Written exercise:
Answer these questions using the die ejector text below.
(a) Over what distance does the adjustment path for the French curves 10 stretch?
(b) What drives cam plate 16, and at what speed?
(c) In the embodiment shown in FIG. 2, what serves as the driving device in place of the drive cam plate?

___ Source text

Ejector lever member 3 abuts

cam surface sections

11 and 12 of the French curves 10 with a roller member 13. French curves or cam surfaces 10 are arranged adjustably on the common intermediate lever member 5. The French curves or cam surfaces 10 are displaceably mounted on lever member 5 and adjusted with the adjusting screws 14. The adjustment path for the French curves 10 stretches over the distance from C to D. The increase in lift is due to an adjustment of the French curve in the direction C to D. Thus, the desired lift can be read directly on a scale (not shown). With lift adjustment, roller member 13 of lever member 3 is supported only on the straight part of French curves 10. Thus, the basic position of ejector pin 2 is maintained in the same position. According to the adjustment of French curves 10 between points C and D, roller members 13 of the individual ejector lever members 3 are driven with different pivoting (rotating) angles, which are at the same time the drive pivoting (rotating) angles for ejector pins 2. In other words, there are a plurality of pins and an assembly as discussed here for each one of the pins that are present to operate the lift for the forming machine to which the assembly 1 is associated.

A single drive assembly, generally designated 7, is sufficient for driving the individual combination of an ejector pin 2, ejector lever member 3 and intermediate lever member 5. As shown in FIG. 1, drive assembly 7 comprises a common cam plate 16.

Cam plate 16 is driven by the forming machine with synchronous speed to drive the ejector assembly. Cam plate 16 acts on the common intermediate lever member 5. The individual French curves or cam surfaces 10 with the associated adjusting spindles 14 are disposed on intermediate lever member 5 at a distance from the forming tools (not shown).

Intermediate lever member 5 is driven with a constant pivoting angle of desired dimension by a structurally determined lift of cam plate 16. Ejector lifts can be easily adapted (to the respectively required ejector lift limit) by the layout of cam plate 16 and by changing the effective lever ratios (of the respectively required ejector lift limit). To reduce the thermal die loading, the beginning of the ejector lift should preferably follow directly after the return spring action of the forming machine. The ejection beginning and the ejection end for all the set lift extents is always at the same time via the common intermediate lever member 5. The ejector lift movement with all lifts (apart from the minimum lift) coincides until roller member 13 of ejector lever members 3 leaves the straight cam section 11 of French curve 10 thereby making it possible to achieve a good adaptation to the ram (push rod) ejector (not shown).

Drive cam plate 16 may be rotated by splined shaft cogging or circumferential stress elements. In co-ordination with the push rod-side ejector lift, by rotating drive cam plate 16 in simple fashion, the beginning of lift of die ejector pin 2 can be deferred or shifted. It may be necessary to adapt to the automatic cross transport such as during the takeover time by the gripper devices of the forming machine. To effect such an adaptation, the lengths of the stop (ejector in highest position) can be adjusted by rotating the unloaded return stroke cam 21 of the drive cam plate 16. The adjustment of cam 21 is effected by loosening locking screws 19 within slots 18.

FIG. 2 shows a further embodiment of a die ejector assembly, generally designated 23, corresponding substantially to the earlier embodiment of die ejector assembly 1. In this embodiment, a hydraulic cylinder 24 is pivotally mounted at one end thereof on intermediate lever member 35 at pivot point 25 and at the other end thereof at pivot point 26 located on machine housing 27. Thus, hydraulic cylinder 24 in this embodiment is used as a driving device instead of the drive cam plate or curve 16 as in the previous embodiment. A lift for ejector pin 2 is adjusted from a minimum to a maximum through adjustment of French curves 40 without the basic position of the common intermediate lever member 35 being changed. The various adjustment positions of intermediate lever member 35 are shown via the dash-dot lines of FIG. 2.

______
___ Stored data

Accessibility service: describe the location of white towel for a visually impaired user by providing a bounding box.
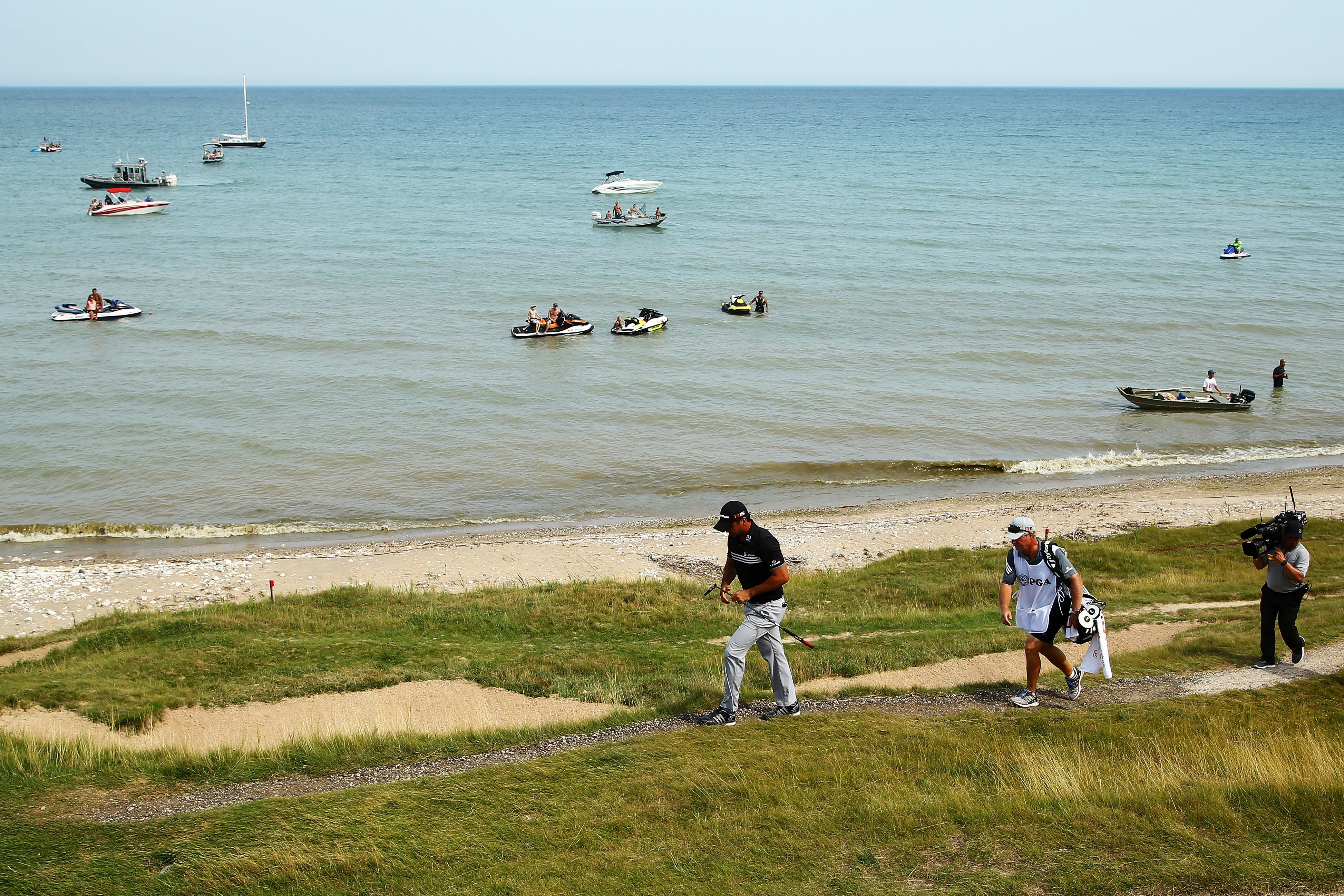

______

Exercise result:
(a) It stretches over the distance from C to D.
(b) The forming machine drives cam plate 16 at synchronous speed.
(c) Hydraulic cylinder 24 serves as the driving device.